[Opening Provided records section]

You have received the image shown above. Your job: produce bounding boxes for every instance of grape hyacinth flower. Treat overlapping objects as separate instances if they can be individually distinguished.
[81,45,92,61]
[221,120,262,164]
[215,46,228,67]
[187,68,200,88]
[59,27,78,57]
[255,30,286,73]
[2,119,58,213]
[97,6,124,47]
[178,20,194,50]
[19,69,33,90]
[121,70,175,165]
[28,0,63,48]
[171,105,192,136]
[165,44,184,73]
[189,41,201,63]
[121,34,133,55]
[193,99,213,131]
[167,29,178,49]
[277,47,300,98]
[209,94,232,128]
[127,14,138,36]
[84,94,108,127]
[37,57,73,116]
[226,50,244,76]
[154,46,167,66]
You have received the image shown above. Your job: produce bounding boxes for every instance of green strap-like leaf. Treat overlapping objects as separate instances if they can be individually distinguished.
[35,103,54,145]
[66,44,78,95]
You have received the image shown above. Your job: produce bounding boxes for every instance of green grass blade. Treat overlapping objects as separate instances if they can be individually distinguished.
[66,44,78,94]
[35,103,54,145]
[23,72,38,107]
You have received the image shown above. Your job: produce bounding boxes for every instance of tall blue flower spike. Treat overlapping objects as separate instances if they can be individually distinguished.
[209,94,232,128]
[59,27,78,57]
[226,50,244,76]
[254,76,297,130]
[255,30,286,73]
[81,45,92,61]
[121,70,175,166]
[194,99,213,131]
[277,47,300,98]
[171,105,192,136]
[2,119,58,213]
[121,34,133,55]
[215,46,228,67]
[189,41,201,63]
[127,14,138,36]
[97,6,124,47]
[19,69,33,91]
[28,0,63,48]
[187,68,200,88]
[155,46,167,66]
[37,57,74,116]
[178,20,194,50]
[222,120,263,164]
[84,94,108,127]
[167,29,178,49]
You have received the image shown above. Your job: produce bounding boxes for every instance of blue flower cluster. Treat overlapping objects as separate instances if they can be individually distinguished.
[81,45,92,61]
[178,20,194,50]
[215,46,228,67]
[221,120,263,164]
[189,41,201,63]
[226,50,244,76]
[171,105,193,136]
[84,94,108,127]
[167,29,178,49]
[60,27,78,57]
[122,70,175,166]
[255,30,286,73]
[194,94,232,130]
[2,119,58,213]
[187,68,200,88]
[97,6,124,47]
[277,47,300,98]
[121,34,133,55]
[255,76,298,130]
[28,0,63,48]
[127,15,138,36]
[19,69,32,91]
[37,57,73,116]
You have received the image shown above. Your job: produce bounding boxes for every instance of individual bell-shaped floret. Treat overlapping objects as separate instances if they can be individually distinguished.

[Closing Provided records section]

Task to complete:
All the lines above need to be retyped exactly, with nothing left out.

Response to this task:
You have received the image shown above. Your job: produce bounding boxes for every instance of grape hyacinth flower. Treat overlapping objects as separate instances if they can be individually distinguished.
[81,45,92,61]
[221,120,262,164]
[215,46,228,67]
[187,68,200,88]
[59,27,78,57]
[255,30,286,73]
[2,119,58,213]
[97,6,124,47]
[178,20,194,50]
[19,69,33,90]
[121,70,175,165]
[28,0,63,48]
[171,105,192,136]
[165,44,184,73]
[189,41,201,63]
[121,34,133,55]
[193,99,213,131]
[167,29,178,49]
[277,47,300,98]
[209,94,232,128]
[127,14,138,36]
[84,94,108,127]
[37,57,73,116]
[226,50,244,76]
[154,46,167,66]
You have received the image shown above. Your job: produce bounding boxes for every instance of green strap-like leaf. Treat overlapping objects as separate instances if they can be individually distinguished.
[35,103,54,145]
[66,44,78,95]
You have received the image shown above. Your job: produce bounding boxes for every instance of green grass blade. Treat overlapping objects as separate instances if they can be individually distinguished.
[66,44,78,94]
[35,103,54,145]
[23,72,38,107]
You have received the image shown above. Your job: produce bounding boxes for every instance of tall blue flower spike. Treat overlapping objects as separate instances if they can be individually distinguished.
[209,94,232,128]
[59,27,78,57]
[226,50,244,76]
[254,76,297,130]
[255,30,286,73]
[81,45,92,61]
[121,70,175,166]
[194,99,213,131]
[277,47,300,98]
[171,105,192,136]
[2,119,58,213]
[121,34,133,55]
[215,46,228,67]
[189,41,201,63]
[127,14,138,36]
[97,6,124,47]
[19,69,33,91]
[28,0,63,48]
[187,68,200,88]
[155,46,167,66]
[37,57,74,116]
[178,20,194,50]
[222,120,263,164]
[84,94,108,127]
[167,29,178,49]
You have received the image shown above. Your job: produce bounding boxes for every instance of blue flower cluster. Treat overlapping objects as separate instances if they can be individually distinguished.
[81,45,92,61]
[178,20,194,50]
[215,46,228,67]
[221,120,263,164]
[189,41,201,63]
[226,50,244,76]
[171,105,193,136]
[84,94,108,127]
[167,29,178,49]
[60,27,78,57]
[122,70,175,166]
[255,30,286,73]
[194,94,232,130]
[2,119,58,213]
[187,68,200,88]
[97,6,124,47]
[277,47,300,98]
[121,34,133,55]
[255,76,298,130]
[28,0,63,48]
[127,15,138,36]
[19,69,32,91]
[37,57,73,116]
You have received the image shown above. Your job: produce bounding boxes for every instance of individual bell-shaped floret. Treat overlapping objects as separate instances if they can be individually distinguished.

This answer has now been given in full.